## DATA

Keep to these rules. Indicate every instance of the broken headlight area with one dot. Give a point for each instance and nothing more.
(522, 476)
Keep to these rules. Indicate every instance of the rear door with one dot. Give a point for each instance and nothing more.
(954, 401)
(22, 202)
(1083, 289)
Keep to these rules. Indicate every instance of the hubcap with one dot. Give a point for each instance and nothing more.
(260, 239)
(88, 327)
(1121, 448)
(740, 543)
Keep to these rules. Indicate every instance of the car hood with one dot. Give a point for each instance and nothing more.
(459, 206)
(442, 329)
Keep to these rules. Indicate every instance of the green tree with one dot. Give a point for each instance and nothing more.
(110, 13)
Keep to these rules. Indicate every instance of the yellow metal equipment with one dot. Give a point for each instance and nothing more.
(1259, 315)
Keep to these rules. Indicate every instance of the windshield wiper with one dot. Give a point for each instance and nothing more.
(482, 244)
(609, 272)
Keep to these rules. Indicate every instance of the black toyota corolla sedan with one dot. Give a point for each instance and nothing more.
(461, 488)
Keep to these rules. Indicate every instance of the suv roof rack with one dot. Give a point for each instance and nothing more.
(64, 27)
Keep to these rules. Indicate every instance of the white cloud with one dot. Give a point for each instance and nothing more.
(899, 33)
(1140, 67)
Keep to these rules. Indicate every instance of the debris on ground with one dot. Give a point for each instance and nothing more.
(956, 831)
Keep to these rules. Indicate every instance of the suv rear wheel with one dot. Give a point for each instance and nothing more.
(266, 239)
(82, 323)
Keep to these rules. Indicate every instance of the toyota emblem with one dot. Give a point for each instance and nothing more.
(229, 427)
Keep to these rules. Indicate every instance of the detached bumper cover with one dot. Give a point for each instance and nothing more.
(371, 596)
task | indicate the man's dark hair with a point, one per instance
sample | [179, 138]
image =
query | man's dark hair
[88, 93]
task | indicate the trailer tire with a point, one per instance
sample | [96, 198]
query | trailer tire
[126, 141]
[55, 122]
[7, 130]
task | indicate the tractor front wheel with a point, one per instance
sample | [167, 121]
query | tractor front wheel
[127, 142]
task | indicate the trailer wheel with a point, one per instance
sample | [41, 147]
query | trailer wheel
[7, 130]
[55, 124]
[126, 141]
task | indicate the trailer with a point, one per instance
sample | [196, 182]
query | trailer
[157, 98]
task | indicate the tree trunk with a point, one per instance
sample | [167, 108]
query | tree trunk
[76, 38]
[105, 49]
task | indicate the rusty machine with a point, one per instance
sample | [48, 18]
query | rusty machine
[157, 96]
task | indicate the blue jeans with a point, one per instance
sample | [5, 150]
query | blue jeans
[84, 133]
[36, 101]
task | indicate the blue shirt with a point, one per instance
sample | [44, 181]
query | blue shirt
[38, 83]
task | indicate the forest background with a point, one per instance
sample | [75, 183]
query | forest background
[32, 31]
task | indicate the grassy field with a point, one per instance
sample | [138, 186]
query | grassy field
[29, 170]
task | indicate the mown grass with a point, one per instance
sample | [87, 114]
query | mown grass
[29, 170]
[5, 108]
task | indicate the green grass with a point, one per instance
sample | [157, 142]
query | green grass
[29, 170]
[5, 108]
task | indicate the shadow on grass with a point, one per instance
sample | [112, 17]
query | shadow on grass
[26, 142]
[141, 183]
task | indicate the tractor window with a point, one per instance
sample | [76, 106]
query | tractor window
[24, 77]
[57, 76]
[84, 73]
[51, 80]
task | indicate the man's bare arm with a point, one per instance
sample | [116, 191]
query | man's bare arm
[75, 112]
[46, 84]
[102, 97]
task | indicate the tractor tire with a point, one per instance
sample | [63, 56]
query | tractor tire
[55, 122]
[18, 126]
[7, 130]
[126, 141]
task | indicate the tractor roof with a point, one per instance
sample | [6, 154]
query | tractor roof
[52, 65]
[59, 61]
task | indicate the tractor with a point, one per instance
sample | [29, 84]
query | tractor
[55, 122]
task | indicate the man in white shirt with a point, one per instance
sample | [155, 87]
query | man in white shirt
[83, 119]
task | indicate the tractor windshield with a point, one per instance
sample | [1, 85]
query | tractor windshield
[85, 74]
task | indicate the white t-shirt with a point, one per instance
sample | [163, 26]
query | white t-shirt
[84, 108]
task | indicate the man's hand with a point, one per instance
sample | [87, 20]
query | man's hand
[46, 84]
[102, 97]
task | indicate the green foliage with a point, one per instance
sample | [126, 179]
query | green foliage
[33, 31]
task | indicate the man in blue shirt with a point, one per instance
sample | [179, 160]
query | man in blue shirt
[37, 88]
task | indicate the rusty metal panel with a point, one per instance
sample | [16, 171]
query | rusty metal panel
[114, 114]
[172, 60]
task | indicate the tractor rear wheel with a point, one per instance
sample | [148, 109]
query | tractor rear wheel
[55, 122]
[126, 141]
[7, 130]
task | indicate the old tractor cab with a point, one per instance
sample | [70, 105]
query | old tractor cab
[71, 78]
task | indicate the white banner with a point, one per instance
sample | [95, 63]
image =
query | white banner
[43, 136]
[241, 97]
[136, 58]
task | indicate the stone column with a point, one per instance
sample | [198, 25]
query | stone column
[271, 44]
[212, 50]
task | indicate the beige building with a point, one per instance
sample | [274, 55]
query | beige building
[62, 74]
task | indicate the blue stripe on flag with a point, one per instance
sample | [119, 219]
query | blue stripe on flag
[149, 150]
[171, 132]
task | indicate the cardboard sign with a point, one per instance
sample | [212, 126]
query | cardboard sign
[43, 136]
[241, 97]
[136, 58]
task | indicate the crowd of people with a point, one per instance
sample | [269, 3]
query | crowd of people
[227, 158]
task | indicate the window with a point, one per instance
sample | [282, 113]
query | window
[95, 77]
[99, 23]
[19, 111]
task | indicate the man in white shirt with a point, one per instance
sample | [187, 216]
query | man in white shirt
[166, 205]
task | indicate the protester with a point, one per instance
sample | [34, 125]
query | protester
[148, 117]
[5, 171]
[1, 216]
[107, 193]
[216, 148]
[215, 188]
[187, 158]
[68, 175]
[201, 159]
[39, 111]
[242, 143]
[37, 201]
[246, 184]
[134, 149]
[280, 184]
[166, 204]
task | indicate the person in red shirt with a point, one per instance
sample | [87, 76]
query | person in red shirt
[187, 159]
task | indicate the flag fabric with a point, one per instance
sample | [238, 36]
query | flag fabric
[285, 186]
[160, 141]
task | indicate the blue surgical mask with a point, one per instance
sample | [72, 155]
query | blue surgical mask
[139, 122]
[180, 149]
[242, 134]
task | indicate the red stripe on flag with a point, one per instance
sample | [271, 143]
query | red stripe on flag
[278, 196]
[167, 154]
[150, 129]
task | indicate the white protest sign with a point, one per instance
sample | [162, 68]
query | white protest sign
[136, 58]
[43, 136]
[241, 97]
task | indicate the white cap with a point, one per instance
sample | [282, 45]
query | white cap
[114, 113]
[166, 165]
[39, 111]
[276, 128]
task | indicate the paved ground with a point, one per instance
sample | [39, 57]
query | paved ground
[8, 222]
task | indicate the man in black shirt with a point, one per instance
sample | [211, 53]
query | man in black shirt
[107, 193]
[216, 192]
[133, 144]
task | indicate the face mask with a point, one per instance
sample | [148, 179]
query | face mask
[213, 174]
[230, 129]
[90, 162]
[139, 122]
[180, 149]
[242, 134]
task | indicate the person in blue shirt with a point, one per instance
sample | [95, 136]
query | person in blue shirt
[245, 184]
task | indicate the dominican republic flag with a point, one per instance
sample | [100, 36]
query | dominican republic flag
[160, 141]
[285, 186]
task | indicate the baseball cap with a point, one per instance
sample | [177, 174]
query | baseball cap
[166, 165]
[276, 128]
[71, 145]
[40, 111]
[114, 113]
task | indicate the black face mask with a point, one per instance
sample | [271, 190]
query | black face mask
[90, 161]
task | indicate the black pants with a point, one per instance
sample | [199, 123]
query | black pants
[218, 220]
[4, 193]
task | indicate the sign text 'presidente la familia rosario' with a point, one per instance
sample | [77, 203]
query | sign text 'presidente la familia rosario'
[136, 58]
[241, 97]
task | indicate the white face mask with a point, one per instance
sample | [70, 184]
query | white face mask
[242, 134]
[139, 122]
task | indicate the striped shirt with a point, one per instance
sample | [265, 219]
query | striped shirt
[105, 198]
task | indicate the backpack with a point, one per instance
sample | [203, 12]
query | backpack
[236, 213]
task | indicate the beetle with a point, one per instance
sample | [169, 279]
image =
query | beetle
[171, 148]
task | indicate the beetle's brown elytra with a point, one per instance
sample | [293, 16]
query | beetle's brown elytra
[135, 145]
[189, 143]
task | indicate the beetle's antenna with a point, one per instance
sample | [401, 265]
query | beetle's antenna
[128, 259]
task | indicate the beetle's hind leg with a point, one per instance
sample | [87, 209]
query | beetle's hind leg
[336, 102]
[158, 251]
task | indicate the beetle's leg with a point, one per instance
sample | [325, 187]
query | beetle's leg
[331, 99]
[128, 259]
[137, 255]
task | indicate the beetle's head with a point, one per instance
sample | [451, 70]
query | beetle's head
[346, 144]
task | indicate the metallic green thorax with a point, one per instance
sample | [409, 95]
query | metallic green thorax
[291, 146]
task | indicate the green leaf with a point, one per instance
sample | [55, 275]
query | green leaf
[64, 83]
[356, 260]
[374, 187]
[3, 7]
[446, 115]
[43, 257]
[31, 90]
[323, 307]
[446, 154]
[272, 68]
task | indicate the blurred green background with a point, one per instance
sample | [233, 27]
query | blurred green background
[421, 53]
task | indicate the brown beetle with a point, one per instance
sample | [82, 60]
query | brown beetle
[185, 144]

## THE PROBLEM
From the data above, return every line from the line that has "task | indicate the forest" up to and including the line that has "task | indicate the man's hand", exactly.

## EXERCISE ANSWER
task | indicate the forest background with a point, one per instance
sample | [75, 183]
query | forest background
[32, 31]
task | indicate the grassy field with a point, one per instance
sample | [138, 186]
query | grassy field
[29, 170]
task | indicate the mown grass with a point, one per instance
sample | [87, 114]
query | mown grass
[29, 170]
[5, 108]
task | indicate the green grass with a point, one per instance
sample | [157, 142]
query | green grass
[29, 170]
[5, 108]
task | indicate the shadow on grass with a point, one per instance
sample | [112, 17]
query | shadow on grass
[26, 142]
[141, 183]
task | indicate the tractor window with a point, one per instance
sample | [76, 106]
query | tractor window
[24, 77]
[57, 76]
[84, 73]
[51, 80]
task | indicate the man's bare arm with a point, one per instance
sample | [116, 191]
query | man's bare arm
[75, 112]
[46, 84]
[102, 97]
task | indicate the tractor tire with a point, one per instance
sample | [63, 56]
query | tractor tire
[55, 122]
[18, 126]
[7, 130]
[126, 141]
task | indicate the tractor roof with a point, one per instance
sample | [6, 154]
query | tractor roof
[52, 65]
[59, 61]
task | indicate the tractor with a point, one per instance
sample | [29, 84]
query | tractor
[55, 122]
task | indicate the man in white shirt with a point, one per instance
sample | [155, 87]
query | man in white shirt
[83, 119]
task | indicate the tractor windshield with a point, one per instance
sample | [1, 85]
query | tractor windshield
[85, 74]
task | indicate the white t-shirt with a point, one per instance
sample | [163, 26]
query | white t-shirt
[84, 108]
task | indicate the man's hand with a point, one per instance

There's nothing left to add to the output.